▶ [SUPPLIED DATA]
------------------------------------
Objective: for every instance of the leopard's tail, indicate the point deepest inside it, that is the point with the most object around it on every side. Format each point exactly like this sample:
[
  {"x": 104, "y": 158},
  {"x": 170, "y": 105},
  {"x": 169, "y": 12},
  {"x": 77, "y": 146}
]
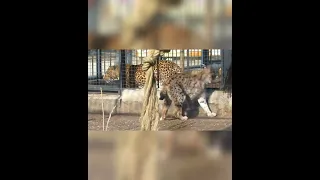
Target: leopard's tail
[{"x": 163, "y": 94}]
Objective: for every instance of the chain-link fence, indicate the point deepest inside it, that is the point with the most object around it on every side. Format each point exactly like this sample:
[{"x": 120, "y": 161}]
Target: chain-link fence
[{"x": 113, "y": 70}]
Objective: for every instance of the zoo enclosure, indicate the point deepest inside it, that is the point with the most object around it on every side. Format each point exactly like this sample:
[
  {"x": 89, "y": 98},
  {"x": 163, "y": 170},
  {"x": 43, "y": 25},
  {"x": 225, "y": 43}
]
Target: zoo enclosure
[{"x": 191, "y": 59}]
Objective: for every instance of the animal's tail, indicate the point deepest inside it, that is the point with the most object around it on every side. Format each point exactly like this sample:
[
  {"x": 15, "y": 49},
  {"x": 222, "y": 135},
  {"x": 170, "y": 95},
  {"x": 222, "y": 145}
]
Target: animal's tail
[{"x": 163, "y": 94}]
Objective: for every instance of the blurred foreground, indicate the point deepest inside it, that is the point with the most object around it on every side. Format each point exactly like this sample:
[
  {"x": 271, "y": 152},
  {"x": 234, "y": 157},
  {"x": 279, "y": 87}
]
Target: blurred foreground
[
  {"x": 167, "y": 155},
  {"x": 173, "y": 24}
]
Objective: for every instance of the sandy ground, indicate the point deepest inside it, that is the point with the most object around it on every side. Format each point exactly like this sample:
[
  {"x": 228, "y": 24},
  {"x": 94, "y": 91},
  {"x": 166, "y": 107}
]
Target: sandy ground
[
  {"x": 131, "y": 122},
  {"x": 101, "y": 159}
]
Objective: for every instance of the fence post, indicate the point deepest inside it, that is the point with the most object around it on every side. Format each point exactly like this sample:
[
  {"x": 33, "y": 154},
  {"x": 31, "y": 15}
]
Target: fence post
[
  {"x": 122, "y": 77},
  {"x": 99, "y": 64},
  {"x": 182, "y": 59},
  {"x": 205, "y": 56},
  {"x": 226, "y": 64}
]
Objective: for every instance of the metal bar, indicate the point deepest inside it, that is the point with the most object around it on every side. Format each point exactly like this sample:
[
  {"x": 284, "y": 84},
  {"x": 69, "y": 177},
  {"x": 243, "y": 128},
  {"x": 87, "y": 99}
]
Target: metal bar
[
  {"x": 98, "y": 66},
  {"x": 122, "y": 72}
]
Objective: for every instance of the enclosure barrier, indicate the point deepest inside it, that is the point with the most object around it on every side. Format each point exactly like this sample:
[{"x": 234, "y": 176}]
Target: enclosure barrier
[{"x": 122, "y": 65}]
------------------------------------
▶ [EXERCISE DETAILS] In your copy, repeat each record exactly and include no pictures.

▶ [YOUR RESPONSE]
Objective: for every instance of the leopard's tail, indicate the point deepest inside it, that is the point with the most object around it on every side. Format each point exactly like this sample:
[
  {"x": 104, "y": 158},
  {"x": 170, "y": 105},
  {"x": 169, "y": 12},
  {"x": 77, "y": 146}
]
Target: leopard's tail
[{"x": 163, "y": 94}]
Objective: for every instance of the chain-link fence, indicate the point deepest inside it, that is the point with the most object around it on every side. Format each point exactly like this sample:
[{"x": 120, "y": 161}]
Target: chain-link fence
[{"x": 113, "y": 70}]
Objective: for every instance of the zoo enclosure, indicate the point deepest inside it, that is the point with the most object around it on every side. Format each point exactly like this sample:
[
  {"x": 89, "y": 98},
  {"x": 163, "y": 170},
  {"x": 43, "y": 25},
  {"x": 225, "y": 43}
]
Target: zoo enclosure
[{"x": 191, "y": 59}]
Objective: for every instance of the animal's tail, indicate the point deepest inside it, that is the point with the most object around it on every side. Format each point exactly like this sample:
[
  {"x": 15, "y": 49},
  {"x": 222, "y": 135},
  {"x": 170, "y": 95},
  {"x": 222, "y": 145}
]
Target: animal's tail
[{"x": 163, "y": 94}]
Objective: for every instance of the blurred foreground, indicate the point deepest inside it, that is the point with the most object around it on every side. Format each point exactly like this sample:
[
  {"x": 271, "y": 152},
  {"x": 234, "y": 157},
  {"x": 279, "y": 87}
]
Target: blurred foreground
[
  {"x": 167, "y": 155},
  {"x": 173, "y": 24}
]
Objective: for every instance of the sandy ground, indicate the point deepest inside it, that is the point with the most object around it on every side. Format each point exactly like this sample:
[
  {"x": 228, "y": 24},
  {"x": 94, "y": 91},
  {"x": 166, "y": 107}
]
Target: sandy ground
[
  {"x": 131, "y": 122},
  {"x": 101, "y": 159}
]
Objective: for every instance of the fence post, indicate the point deepest inside it, that is the point with the most object around it on every side. Format each point exactly like this sample:
[
  {"x": 33, "y": 154},
  {"x": 31, "y": 15}
]
Target: fence post
[
  {"x": 122, "y": 77},
  {"x": 99, "y": 64},
  {"x": 182, "y": 59},
  {"x": 205, "y": 56},
  {"x": 226, "y": 64}
]
Objective: for every instance of the metal bar, indicate the point deepest inside it, that is the point with the most object around it on every side. Format each point exactly like this sample:
[
  {"x": 284, "y": 84},
  {"x": 69, "y": 177},
  {"x": 243, "y": 128},
  {"x": 87, "y": 99}
]
Target: metal bar
[
  {"x": 98, "y": 66},
  {"x": 122, "y": 72}
]
Objective: for every instance of the enclosure barrier, indicate the point deepest inside it, that is the point with the most object around it on every side. Format each point exactly like this sample:
[{"x": 234, "y": 176}]
Target: enclosure barrier
[{"x": 122, "y": 65}]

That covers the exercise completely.